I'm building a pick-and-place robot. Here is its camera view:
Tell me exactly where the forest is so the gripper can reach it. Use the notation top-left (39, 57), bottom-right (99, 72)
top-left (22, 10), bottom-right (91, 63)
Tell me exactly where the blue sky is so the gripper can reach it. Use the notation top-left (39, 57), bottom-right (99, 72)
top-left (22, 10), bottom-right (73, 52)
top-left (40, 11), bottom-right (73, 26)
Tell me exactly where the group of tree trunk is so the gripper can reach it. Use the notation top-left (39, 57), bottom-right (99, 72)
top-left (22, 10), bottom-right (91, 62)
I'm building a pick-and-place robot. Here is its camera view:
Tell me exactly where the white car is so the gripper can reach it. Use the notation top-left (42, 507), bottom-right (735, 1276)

### Problem to solve
Reproduce verbatim the part of the records that opens with the line containing "Tell me exactly where the group" and closes with the line containing "top-left (22, 10), bottom-right (91, 62)", including both of those lines.

### Worked answer
Tell me exactly where the group of tree trunk is so the gripper can reach it. Use the notation top-left (39, 57), bottom-right (99, 72)
top-left (22, 10), bottom-right (91, 62)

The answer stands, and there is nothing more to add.